**Instructions to follow**
Turn every line of the listing below into a numbered list, dropping blank lines and leaving the pictures out of your answer.

(Coordinate records with annotations)
+++

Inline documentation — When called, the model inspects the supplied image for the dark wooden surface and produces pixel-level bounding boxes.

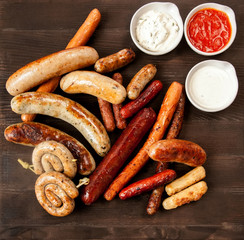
[0,0,244,239]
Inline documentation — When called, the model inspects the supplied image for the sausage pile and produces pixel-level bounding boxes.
[4,9,207,217]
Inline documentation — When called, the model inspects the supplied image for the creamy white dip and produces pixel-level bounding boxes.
[189,66,234,109]
[136,10,179,52]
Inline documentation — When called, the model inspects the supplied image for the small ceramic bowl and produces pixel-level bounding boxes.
[185,60,238,112]
[184,3,237,56]
[130,2,183,55]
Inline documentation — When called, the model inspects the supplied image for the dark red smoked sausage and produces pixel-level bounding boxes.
[119,169,176,200]
[80,108,156,205]
[120,80,163,118]
[147,90,186,215]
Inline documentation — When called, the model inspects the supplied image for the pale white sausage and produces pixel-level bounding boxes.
[11,92,110,157]
[6,46,99,96]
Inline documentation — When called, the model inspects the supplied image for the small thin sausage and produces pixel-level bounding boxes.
[4,122,96,175]
[112,73,127,129]
[60,71,126,104]
[162,181,208,210]
[94,48,136,73]
[119,169,176,200]
[165,166,206,196]
[147,89,185,215]
[35,172,79,217]
[97,98,115,132]
[120,80,163,118]
[32,141,77,178]
[148,139,207,167]
[6,46,99,96]
[11,92,110,156]
[147,163,169,215]
[105,82,183,199]
[166,88,186,139]
[126,64,157,100]
[81,108,156,205]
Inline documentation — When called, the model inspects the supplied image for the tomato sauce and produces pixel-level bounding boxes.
[187,8,231,53]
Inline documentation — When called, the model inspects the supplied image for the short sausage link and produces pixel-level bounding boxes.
[126,64,157,100]
[94,48,136,73]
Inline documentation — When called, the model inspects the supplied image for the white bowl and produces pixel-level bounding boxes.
[185,60,238,112]
[130,2,183,55]
[184,3,237,56]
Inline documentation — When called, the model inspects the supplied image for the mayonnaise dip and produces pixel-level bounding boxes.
[136,10,179,52]
[189,66,234,110]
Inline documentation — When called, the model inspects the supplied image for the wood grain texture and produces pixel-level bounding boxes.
[0,0,244,239]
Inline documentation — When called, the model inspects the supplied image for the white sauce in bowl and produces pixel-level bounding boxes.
[136,10,179,52]
[186,60,238,112]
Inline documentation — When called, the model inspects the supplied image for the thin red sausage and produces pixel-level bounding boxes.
[147,89,186,215]
[81,108,156,205]
[120,80,163,118]
[119,169,176,200]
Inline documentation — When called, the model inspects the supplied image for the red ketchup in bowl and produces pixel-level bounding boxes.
[187,8,231,53]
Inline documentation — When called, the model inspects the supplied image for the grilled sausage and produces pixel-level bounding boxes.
[4,122,96,175]
[126,64,157,100]
[113,73,127,129]
[11,92,110,156]
[94,48,136,73]
[165,166,206,196]
[6,46,99,96]
[148,139,206,167]
[60,71,126,104]
[81,108,156,205]
[32,141,77,178]
[119,169,176,200]
[120,80,163,118]
[35,172,79,217]
[162,181,208,210]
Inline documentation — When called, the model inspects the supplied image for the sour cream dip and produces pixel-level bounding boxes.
[136,10,179,52]
[186,60,238,112]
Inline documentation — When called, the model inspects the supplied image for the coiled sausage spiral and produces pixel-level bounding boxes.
[35,171,79,217]
[32,141,77,178]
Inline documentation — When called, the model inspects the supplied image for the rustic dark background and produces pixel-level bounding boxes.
[0,0,244,239]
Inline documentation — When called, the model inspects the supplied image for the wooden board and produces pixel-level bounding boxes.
[0,0,244,239]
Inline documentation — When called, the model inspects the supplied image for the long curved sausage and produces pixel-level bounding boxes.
[105,82,183,199]
[81,108,156,205]
[60,71,126,104]
[119,169,176,200]
[32,141,77,178]
[4,122,96,175]
[6,46,99,96]
[11,92,110,156]
[148,139,207,167]
[35,171,79,217]
[21,8,101,122]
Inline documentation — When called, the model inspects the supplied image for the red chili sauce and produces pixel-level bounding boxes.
[187,8,231,53]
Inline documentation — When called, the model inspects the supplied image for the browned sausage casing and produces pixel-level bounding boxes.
[148,139,206,167]
[4,122,96,175]
[94,48,136,73]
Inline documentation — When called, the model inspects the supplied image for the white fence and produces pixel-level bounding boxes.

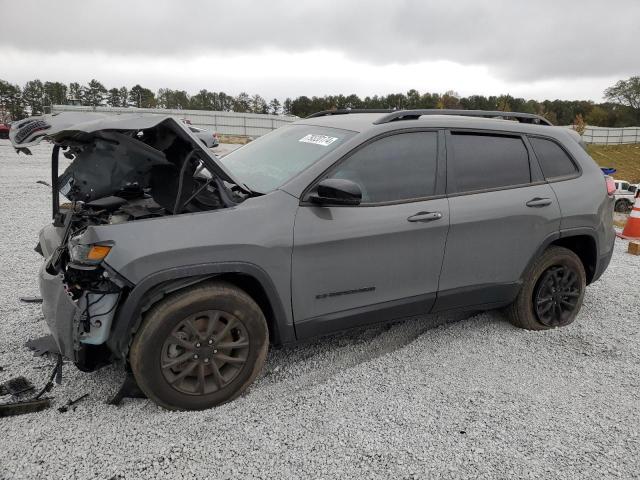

+++

**Expected output**
1. Inline documentation — When called, the model inspects the supplied image for the dark wooden surface and produces pixel-level bounding boxes.
2. [0,0,244,239]
3. Inline documentation — When called, the model inspects the supplied image for the sausage pile and produces pixel-level bounding boxes.
4. [4,9,207,217]
5. Inline documentation — When called, the model inspects the supplied image for the creamy white dip and produces pixel-level bounding boxes.
6. [189,66,234,109]
7. [136,10,179,52]
8. Inline documentation — When called, the model inspects the supplied image for the small ceramic bowl and produces pixel-level bounding boxes.
9. [185,60,238,112]
10. [184,3,237,56]
11. [130,2,183,55]
12. Inline documentation — When called, the model inspects the supplied image for the dark red smoked sausage and produces pixel-level bounding boxes.
13. [119,169,176,200]
14. [80,108,156,205]
15. [120,80,163,118]
16. [147,90,186,215]
17. Inline documentation — When called, the model inspects the supplied image for the pale white sausage and produces pixel-level bounding boxes.
18. [11,92,110,157]
19. [6,46,99,96]
20. Inline documentation — When called, the model inspects the supplied image for the small thin sausage and produces pixel-level bounding boxes.
21. [4,122,96,175]
22. [112,73,127,129]
23. [60,71,126,104]
24. [162,181,208,210]
25. [94,48,136,73]
26. [119,169,176,200]
27. [165,166,206,196]
28. [147,89,185,215]
29. [35,172,79,217]
30. [97,98,115,132]
31. [120,80,163,118]
32. [32,141,77,178]
33. [148,139,207,167]
34. [6,46,99,96]
35. [11,92,110,156]
36. [147,163,169,215]
37. [105,82,183,199]
38. [166,88,186,139]
39. [126,64,157,100]
40. [81,108,156,205]
41. Inline documentation — When called, the model inspects the supplied image for the tomato sauce and produces pixel-level bounding boxes.
42. [187,8,231,53]
43. Inline documentation — When called, the model inspects the supplied image for the short sausage link and produces pixel-level bounding boxes.
44. [126,64,157,100]
45. [94,48,136,73]
46. Inline documentation — When called, the model inspects the supplied image for the white bowl and produces pixel-level bounding boxes.
47. [185,60,238,112]
48. [130,2,183,55]
49. [184,3,237,56]
50. Inline documentation — When called, the model inspects the supplied image for the mayonnaise dip and produces pixel-level bounding boxes.
51. [136,10,179,52]
52. [189,66,234,110]
53. Inline documentation — When called, the model inspects the supplied image for the wood grain texture and produces pixel-level bounding boxes.
54. [0,0,244,239]
55. Inline documentation — When called, the model inspects the supplied image for the white sauce in bowl and produces pixel-level bounding boxes.
56. [136,10,179,52]
57. [186,60,238,112]
58. Inline documentation — When called, the model inspects the supplied image for the thin red sausage and produces pixel-level bounding boxes.
59. [147,89,186,215]
60. [81,108,156,205]
61. [120,80,163,118]
62. [119,169,176,200]
63. Inline documentation — When called, the model inspects the supplied image for the red ketchup in bowl and produces pixel-level bounding boxes.
64. [187,8,231,53]
65. Inline documentation — When called, the model inspects the supplied image for the grilled sausage and produces pixel-level bounding boxes.
66. [4,122,96,175]
67. [126,64,157,100]
68. [113,73,127,129]
69. [11,92,110,156]
70. [94,48,136,73]
71. [165,166,206,196]
72. [6,46,99,96]
73. [148,139,206,167]
74. [60,71,126,104]
75. [81,108,156,205]
76. [32,141,77,178]
77. [119,169,176,200]
78. [120,80,163,118]
79. [35,172,79,217]
80. [162,181,208,210]
81. Inline documentation — When called, the model inspects the supplied image for the sour cream dip and produces pixel-level bounding boxes.
82. [136,10,179,52]
83. [186,60,238,112]
84. Inline documentation — When called, the model inspects the supplied image for the coiled sausage spiral and produces pixel-level bounding boxes.
85. [35,171,79,217]
86. [32,141,77,178]
87. Inline documentation — When called, the model inspects the supplied image for the rustic dark background and produces pixel-level bounding boxes.
88. [0,0,244,239]
89. Inline documentation — When called, the model inspects the supplied image for the wooden board and produces pixel-level bounding boxes.
90. [0,0,244,239]
91. Inline documentation — When called, the model inspects the supplied image for the long curved sausage and produces pixel-level bounding boxes.
92. [105,82,183,199]
93. [81,108,156,205]
94. [60,71,126,104]
95. [119,169,176,200]
96. [32,141,77,178]
97. [4,122,96,175]
98. [6,46,99,96]
99. [11,92,110,156]
100. [148,139,207,167]
101. [35,171,79,217]
102. [21,8,101,122]
103. Inline documentation — When called, the model inspects the supplied image for the red chili sauce and produces pixel-level bounding boxes.
104. [187,8,231,53]
105. Inline documentation — When called, the model inspects the supplied image for the browned sausage casing and produces pixel-level bounding boxes.
106. [148,139,206,167]
107. [4,122,96,175]
108. [94,48,136,73]
109. Inline documentation — When called, the model inspects the supplied image for the white fence and produces pixel-level bounding boxes.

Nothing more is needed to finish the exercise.